> _PROBLEM STATEMENT_:
Retype each line of the data below exactly, beginning with the first and ending with the one that contains "# for every instance of the white". Pictures do not belong in the copy.
SOURCE RECORDS section start
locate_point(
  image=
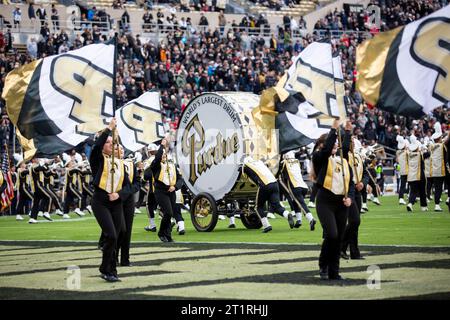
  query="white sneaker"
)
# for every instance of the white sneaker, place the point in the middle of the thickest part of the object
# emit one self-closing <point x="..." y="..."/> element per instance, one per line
<point x="270" y="215"/>
<point x="79" y="212"/>
<point x="47" y="216"/>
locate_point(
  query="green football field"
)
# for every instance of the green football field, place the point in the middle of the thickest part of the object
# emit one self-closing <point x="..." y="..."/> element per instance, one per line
<point x="411" y="251"/>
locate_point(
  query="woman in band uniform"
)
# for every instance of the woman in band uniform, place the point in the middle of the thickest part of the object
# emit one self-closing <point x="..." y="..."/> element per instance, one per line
<point x="335" y="190"/>
<point x="106" y="203"/>
<point x="166" y="181"/>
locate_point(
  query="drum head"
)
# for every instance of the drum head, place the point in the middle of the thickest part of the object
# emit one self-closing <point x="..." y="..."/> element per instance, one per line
<point x="210" y="145"/>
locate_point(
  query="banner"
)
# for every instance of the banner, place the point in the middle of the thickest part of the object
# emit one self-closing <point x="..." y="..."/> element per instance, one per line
<point x="406" y="70"/>
<point x="139" y="122"/>
<point x="59" y="101"/>
<point x="307" y="98"/>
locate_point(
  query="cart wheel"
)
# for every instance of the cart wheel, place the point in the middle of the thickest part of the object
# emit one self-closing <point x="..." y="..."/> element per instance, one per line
<point x="251" y="220"/>
<point x="204" y="212"/>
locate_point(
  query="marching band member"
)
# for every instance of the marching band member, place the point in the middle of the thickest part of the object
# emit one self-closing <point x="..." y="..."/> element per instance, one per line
<point x="335" y="191"/>
<point x="72" y="188"/>
<point x="360" y="180"/>
<point x="50" y="176"/>
<point x="437" y="165"/>
<point x="416" y="174"/>
<point x="291" y="174"/>
<point x="148" y="177"/>
<point x="40" y="193"/>
<point x="268" y="190"/>
<point x="24" y="189"/>
<point x="427" y="144"/>
<point x="109" y="179"/>
<point x="166" y="181"/>
<point x="129" y="206"/>
<point x="86" y="181"/>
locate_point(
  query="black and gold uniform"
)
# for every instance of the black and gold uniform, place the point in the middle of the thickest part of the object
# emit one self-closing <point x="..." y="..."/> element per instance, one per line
<point x="109" y="214"/>
<point x="360" y="180"/>
<point x="41" y="196"/>
<point x="129" y="204"/>
<point x="416" y="176"/>
<point x="50" y="176"/>
<point x="295" y="188"/>
<point x="437" y="170"/>
<point x="72" y="188"/>
<point x="87" y="191"/>
<point x="334" y="181"/>
<point x="151" y="201"/>
<point x="165" y="175"/>
<point x="268" y="191"/>
<point x="24" y="190"/>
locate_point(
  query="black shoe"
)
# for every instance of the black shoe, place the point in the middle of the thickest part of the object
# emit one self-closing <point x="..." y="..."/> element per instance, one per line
<point x="323" y="273"/>
<point x="163" y="238"/>
<point x="291" y="221"/>
<point x="109" y="277"/>
<point x="148" y="228"/>
<point x="336" y="278"/>
<point x="344" y="255"/>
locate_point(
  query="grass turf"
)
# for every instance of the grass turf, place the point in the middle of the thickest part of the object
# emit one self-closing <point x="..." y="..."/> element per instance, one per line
<point x="388" y="224"/>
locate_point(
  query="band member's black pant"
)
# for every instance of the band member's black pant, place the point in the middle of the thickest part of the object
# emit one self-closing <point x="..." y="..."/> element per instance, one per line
<point x="109" y="215"/>
<point x="71" y="196"/>
<point x="177" y="213"/>
<point x="124" y="241"/>
<point x="40" y="197"/>
<point x="87" y="192"/>
<point x="438" y="183"/>
<point x="166" y="201"/>
<point x="333" y="216"/>
<point x="418" y="188"/>
<point x="24" y="198"/>
<point x="271" y="193"/>
<point x="351" y="231"/>
<point x="151" y="204"/>
<point x="54" y="200"/>
<point x="402" y="191"/>
<point x="314" y="189"/>
<point x="429" y="186"/>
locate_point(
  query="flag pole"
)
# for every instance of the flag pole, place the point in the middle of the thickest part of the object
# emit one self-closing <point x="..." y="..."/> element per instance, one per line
<point x="114" y="112"/>
<point x="341" y="152"/>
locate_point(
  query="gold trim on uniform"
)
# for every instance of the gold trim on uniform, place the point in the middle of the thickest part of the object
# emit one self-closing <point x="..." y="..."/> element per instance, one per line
<point x="105" y="180"/>
<point x="168" y="174"/>
<point x="333" y="180"/>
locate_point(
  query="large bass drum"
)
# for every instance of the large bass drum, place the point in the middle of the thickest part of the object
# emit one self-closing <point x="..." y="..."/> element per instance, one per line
<point x="215" y="132"/>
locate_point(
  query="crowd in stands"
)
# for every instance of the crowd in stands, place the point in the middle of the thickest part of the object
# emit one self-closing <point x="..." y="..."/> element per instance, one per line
<point x="186" y="64"/>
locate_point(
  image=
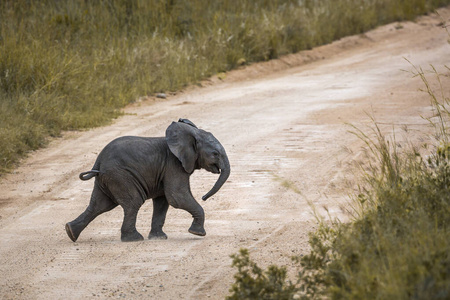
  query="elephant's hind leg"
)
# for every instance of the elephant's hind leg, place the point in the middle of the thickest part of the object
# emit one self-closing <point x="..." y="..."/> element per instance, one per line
<point x="160" y="207"/>
<point x="129" y="232"/>
<point x="99" y="204"/>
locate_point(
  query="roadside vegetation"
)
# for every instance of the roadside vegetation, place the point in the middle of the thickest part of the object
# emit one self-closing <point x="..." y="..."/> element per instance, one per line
<point x="397" y="242"/>
<point x="70" y="64"/>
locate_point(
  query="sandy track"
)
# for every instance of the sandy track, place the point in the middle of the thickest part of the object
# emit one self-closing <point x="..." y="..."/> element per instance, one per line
<point x="283" y="126"/>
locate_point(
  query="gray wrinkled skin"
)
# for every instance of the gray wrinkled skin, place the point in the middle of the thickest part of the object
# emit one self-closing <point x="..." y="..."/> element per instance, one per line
<point x="131" y="169"/>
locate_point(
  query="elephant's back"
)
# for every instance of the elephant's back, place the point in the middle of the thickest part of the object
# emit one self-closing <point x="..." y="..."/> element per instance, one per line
<point x="131" y="152"/>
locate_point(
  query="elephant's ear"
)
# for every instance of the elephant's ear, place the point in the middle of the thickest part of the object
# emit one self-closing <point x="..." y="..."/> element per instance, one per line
<point x="181" y="140"/>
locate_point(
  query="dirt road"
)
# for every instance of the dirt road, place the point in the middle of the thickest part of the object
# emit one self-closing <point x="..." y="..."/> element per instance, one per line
<point x="283" y="124"/>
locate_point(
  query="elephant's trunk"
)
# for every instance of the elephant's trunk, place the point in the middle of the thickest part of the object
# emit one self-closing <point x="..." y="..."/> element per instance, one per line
<point x="224" y="173"/>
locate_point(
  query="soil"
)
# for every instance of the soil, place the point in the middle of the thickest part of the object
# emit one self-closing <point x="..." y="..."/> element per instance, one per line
<point x="285" y="126"/>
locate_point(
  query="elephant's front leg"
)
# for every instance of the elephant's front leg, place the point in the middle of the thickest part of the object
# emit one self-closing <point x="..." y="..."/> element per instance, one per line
<point x="129" y="232"/>
<point x="178" y="194"/>
<point x="187" y="202"/>
<point x="160" y="207"/>
<point x="198" y="214"/>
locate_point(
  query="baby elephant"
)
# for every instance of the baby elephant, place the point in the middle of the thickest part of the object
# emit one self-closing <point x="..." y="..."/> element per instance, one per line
<point x="131" y="169"/>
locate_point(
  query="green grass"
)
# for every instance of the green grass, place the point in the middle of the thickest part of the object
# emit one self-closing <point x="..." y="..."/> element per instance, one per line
<point x="68" y="65"/>
<point x="397" y="243"/>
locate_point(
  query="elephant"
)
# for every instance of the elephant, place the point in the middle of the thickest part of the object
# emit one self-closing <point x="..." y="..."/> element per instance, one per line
<point x="133" y="169"/>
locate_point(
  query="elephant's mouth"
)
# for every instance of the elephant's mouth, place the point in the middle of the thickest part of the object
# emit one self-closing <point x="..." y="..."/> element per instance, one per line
<point x="215" y="169"/>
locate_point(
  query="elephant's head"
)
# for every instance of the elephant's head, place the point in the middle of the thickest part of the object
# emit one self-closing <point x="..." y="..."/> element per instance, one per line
<point x="197" y="149"/>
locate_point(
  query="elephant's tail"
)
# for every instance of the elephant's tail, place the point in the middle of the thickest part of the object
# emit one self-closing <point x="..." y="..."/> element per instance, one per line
<point x="89" y="174"/>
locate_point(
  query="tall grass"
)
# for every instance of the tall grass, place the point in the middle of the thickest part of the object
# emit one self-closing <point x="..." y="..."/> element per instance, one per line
<point x="397" y="245"/>
<point x="73" y="64"/>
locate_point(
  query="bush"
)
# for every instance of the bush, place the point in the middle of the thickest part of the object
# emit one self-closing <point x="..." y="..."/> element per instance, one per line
<point x="397" y="245"/>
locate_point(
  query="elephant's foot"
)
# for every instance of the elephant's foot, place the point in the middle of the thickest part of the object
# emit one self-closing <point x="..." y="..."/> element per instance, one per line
<point x="197" y="229"/>
<point x="131" y="237"/>
<point x="72" y="233"/>
<point x="157" y="236"/>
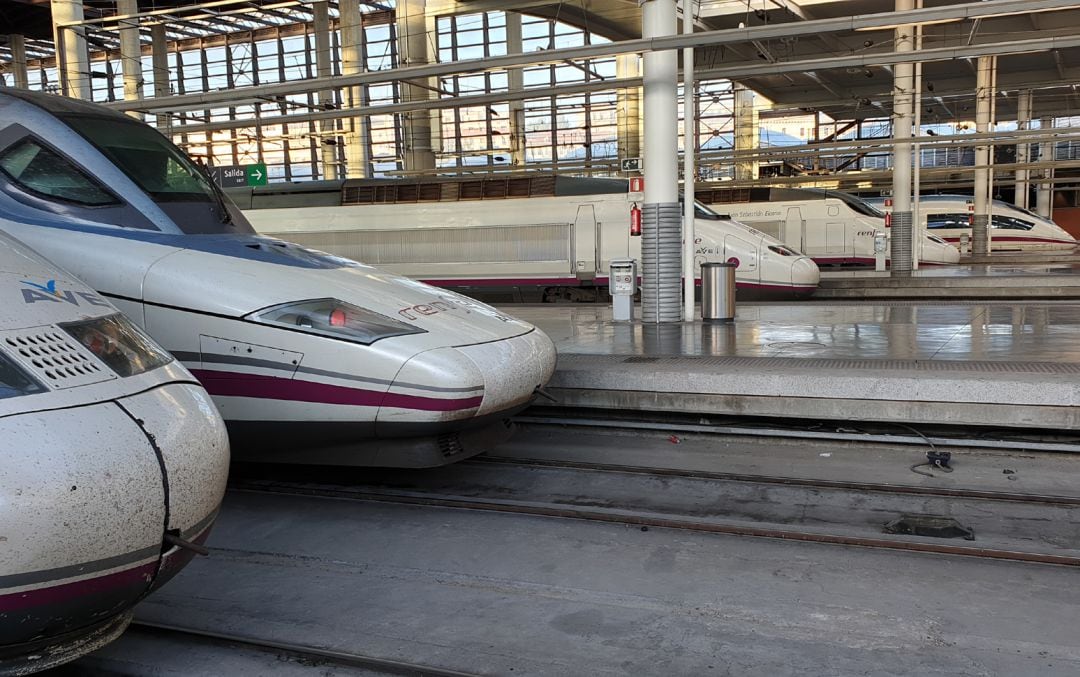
SOURCE RECORDS section end
> _OUTPUT FOR THIS EXERCISE_:
locate_point(
  image=
  query="white sneaker"
)
# for every instance of the white sneaker, place the point in the middle of the thickest part of the object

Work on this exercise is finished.